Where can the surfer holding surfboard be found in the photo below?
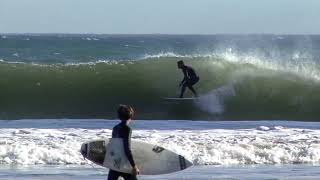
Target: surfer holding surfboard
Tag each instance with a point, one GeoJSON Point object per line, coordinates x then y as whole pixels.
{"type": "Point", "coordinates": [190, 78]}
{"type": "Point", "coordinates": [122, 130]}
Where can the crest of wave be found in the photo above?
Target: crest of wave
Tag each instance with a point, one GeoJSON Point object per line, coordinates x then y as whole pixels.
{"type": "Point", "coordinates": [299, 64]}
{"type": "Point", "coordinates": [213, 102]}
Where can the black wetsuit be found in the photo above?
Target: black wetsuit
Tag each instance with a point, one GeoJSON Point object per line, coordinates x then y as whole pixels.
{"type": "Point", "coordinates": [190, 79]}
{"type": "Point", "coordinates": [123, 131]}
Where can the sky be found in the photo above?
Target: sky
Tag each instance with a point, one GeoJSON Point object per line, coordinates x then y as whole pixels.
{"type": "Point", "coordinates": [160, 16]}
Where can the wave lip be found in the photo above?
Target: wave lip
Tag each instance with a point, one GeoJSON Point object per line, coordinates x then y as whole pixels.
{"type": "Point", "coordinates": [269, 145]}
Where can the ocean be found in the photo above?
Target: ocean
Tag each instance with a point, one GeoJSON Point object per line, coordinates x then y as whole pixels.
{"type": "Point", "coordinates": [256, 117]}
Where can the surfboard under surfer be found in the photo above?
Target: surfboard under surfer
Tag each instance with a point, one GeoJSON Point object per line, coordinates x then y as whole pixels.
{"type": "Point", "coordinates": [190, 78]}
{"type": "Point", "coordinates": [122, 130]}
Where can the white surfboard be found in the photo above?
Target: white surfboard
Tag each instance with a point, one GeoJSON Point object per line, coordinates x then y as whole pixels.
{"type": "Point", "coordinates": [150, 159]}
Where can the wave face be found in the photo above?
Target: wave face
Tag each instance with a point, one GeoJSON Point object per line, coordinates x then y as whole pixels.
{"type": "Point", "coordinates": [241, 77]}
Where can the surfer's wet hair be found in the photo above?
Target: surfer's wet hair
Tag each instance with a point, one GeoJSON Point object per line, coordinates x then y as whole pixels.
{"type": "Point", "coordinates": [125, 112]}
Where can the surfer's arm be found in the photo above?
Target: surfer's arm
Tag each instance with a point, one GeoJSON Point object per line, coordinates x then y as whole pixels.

┄┄┄┄┄┄┄┄┄┄

Could you update the listing above so every "photo" becomes "image", with all other text unchanged? Omit the pictures from your answer.

## WRITTEN RESPONSE
Where can the surfer holding surfboard be found in the image below?
Target: surfer holding surfboard
Tag each instance with a point, one GeoJSON Point object per line, coordinates x then y as whole pixels.
{"type": "Point", "coordinates": [190, 78]}
{"type": "Point", "coordinates": [122, 130]}
Where can the crest of wave be found in the image above?
Target: crest of wave
Tag each instance with a point, one GeoJSON Point object per line, coordinates x then y as whole pixels.
{"type": "Point", "coordinates": [299, 64]}
{"type": "Point", "coordinates": [213, 102]}
Where can the black wetsuit be found in the image above?
Target: black wetsuit
Tag each instance with a point, one GeoJSON Point object per line, coordinates x then y as whole pixels.
{"type": "Point", "coordinates": [190, 79]}
{"type": "Point", "coordinates": [123, 131]}
Where can the sky be found in the image above?
Target: sky
Tag each instance with a point, one GeoJSON Point object per line, coordinates x then y as whole pixels.
{"type": "Point", "coordinates": [160, 16]}
Where can the wave lip be found in the image above?
Target: wave lip
Tag each instance with a point, one GeoJSON Point object per line, coordinates x then y as whole pixels.
{"type": "Point", "coordinates": [269, 145]}
Where can the ocean be found in the image above?
Target: ocean
Tag each instance with a point, one GeoJSON Point object per line, coordinates x then y as whole pixels.
{"type": "Point", "coordinates": [256, 117]}
Where can the surfboard under surfer be found in the image above?
Target: surfboard under surfer
Tag each instance with a point, one GeoJSON Point object per line, coordinates x then y as whole pixels.
{"type": "Point", "coordinates": [190, 78]}
{"type": "Point", "coordinates": [122, 130]}
Where can the white surfboard be found in the image above?
Target: white surfboard
Tag each instance with a point, one GeoJSON Point object per line, coordinates x then y as whole pixels.
{"type": "Point", "coordinates": [150, 159]}
Where can the wave face be found in the image above?
Target: wave face
Tag each instance with a point, one GeoJSON Point object per line, coordinates x then y as whole pixels.
{"type": "Point", "coordinates": [241, 77]}
Where can the surfer's wet hair be found in the image above?
Target: surfer's wet hair
Tag each instance with a point, one GeoJSON Point object per line, coordinates x then y as whole pixels.
{"type": "Point", "coordinates": [125, 112]}
Where can the surfer's arm be found in the image above?
Target: surfer's arm
Tag each instance with a point, one GeoJSON Point object per line, coordinates x then y as whole pixels.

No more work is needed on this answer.